--- Task directions ---
Reproduce the listing below verbatim, starting at its first line and ending at the line that contains "[(289, 265)]", with both ends included. Leave the pictures out of your copy.

--- Task material ---
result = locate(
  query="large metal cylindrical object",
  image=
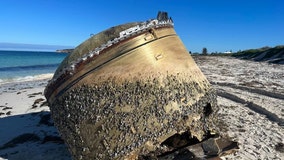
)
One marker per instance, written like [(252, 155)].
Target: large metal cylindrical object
[(133, 98)]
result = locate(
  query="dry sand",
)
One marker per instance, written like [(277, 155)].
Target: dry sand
[(251, 96)]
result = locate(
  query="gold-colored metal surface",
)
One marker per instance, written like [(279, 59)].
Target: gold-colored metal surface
[(133, 98)]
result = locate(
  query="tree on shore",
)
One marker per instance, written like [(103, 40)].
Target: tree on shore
[(204, 51)]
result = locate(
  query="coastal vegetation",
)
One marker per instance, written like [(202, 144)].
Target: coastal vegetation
[(268, 54)]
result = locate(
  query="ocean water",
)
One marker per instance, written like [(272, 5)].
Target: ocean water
[(27, 65)]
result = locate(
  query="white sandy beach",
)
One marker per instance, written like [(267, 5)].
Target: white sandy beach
[(251, 96)]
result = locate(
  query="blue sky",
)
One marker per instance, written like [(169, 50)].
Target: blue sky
[(218, 25)]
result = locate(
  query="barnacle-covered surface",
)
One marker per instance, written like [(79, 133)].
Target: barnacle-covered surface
[(93, 42), (111, 120), (142, 97)]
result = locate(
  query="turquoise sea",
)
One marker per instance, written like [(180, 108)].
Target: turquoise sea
[(26, 65)]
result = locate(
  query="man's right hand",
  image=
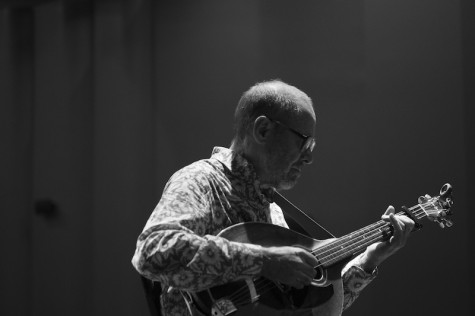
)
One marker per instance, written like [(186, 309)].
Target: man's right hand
[(289, 265)]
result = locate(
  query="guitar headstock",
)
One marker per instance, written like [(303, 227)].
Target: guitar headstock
[(437, 208)]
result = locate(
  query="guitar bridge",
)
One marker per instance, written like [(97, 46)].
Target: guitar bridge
[(223, 307)]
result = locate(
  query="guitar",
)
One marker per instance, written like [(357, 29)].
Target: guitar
[(260, 296)]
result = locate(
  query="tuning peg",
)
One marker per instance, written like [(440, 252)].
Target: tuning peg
[(440, 221), (448, 222)]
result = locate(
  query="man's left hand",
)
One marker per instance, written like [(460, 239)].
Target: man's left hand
[(380, 251)]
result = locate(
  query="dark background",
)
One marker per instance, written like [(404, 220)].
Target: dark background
[(101, 101)]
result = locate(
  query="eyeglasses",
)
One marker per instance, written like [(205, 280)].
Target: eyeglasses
[(308, 141)]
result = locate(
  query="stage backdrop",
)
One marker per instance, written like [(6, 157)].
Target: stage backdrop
[(101, 101)]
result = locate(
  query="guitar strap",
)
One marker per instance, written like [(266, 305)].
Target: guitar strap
[(299, 221)]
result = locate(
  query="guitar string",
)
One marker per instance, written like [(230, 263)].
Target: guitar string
[(341, 242), (366, 235), (262, 283), (418, 214), (363, 229), (239, 297), (368, 238)]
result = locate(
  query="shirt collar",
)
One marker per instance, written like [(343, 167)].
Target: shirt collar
[(241, 167)]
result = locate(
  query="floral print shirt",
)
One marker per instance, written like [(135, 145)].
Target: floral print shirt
[(179, 247)]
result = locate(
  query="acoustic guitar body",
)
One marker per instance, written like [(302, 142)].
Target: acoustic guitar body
[(263, 297)]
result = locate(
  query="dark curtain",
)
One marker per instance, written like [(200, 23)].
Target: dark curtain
[(101, 101)]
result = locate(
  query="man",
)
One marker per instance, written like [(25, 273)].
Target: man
[(274, 139)]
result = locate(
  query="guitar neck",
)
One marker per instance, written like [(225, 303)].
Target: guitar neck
[(356, 242)]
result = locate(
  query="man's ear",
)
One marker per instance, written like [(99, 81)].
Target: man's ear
[(261, 130)]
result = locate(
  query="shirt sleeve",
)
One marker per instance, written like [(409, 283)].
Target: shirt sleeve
[(176, 247), (355, 279)]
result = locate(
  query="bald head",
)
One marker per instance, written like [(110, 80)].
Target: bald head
[(273, 99)]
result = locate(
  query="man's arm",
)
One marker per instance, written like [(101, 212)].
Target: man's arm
[(363, 269)]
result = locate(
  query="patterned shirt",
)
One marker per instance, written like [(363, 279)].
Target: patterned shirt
[(179, 247)]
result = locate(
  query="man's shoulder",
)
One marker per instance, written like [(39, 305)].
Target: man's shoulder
[(199, 170)]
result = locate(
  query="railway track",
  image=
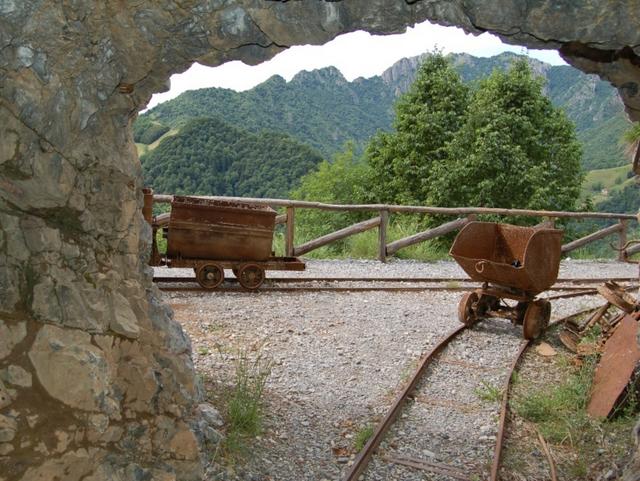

--- Worked answer ---
result = locate(
  query="large metal cylindrical object",
  image=
)
One marker per instance, written like [(252, 155)].
Target: large metal cylindrical object
[(133, 98)]
result = locate(
  query="dry sand",
)
One marker per instance, written like [(277, 155)].
Target: dry sand
[(251, 96)]
result = locate(
  query="gold-colored metal surface",
)
One marker per instance, written like [(279, 59)].
Target: gold-colored metal surface
[(133, 98)]
result = locate(
  query="tree on shore",
)
One marker per instance, written like [(103, 40)].
Target: tree on shore
[(204, 51)]
result = locate(
  query="coastal vegetation",
)
One marker per instance, written like [(202, 144)].
Target: coastal vegetation
[(268, 54)]
result = locate(
  query="ocean water",
)
One marker per instance, written like [(272, 5)].
Target: ocean water
[(27, 65)]
result = locate(
  query="white sandy beach",
)
One marker per instance, written like [(267, 5)].
Target: white sandy beach
[(251, 96)]
result = locate(
  query="blue sky",
)
One marker per instance, written like [(169, 50)].
Target: blue sky
[(218, 25)]
result = locate(
  query="barnacle-covered surface",
)
One marker per instance, written like [(79, 133)].
Target: barnacle-covered surface
[(93, 42), (111, 120), (142, 97)]
result = locate(
  query="turquoise sea",
)
One marker per instance, written like [(180, 108)].
Target: turquoise sea
[(26, 65)]
result = locate(
  query="man's right hand",
  image=
)
One marker per instance, written like [(186, 309)].
Target: man's right hand
[(289, 265)]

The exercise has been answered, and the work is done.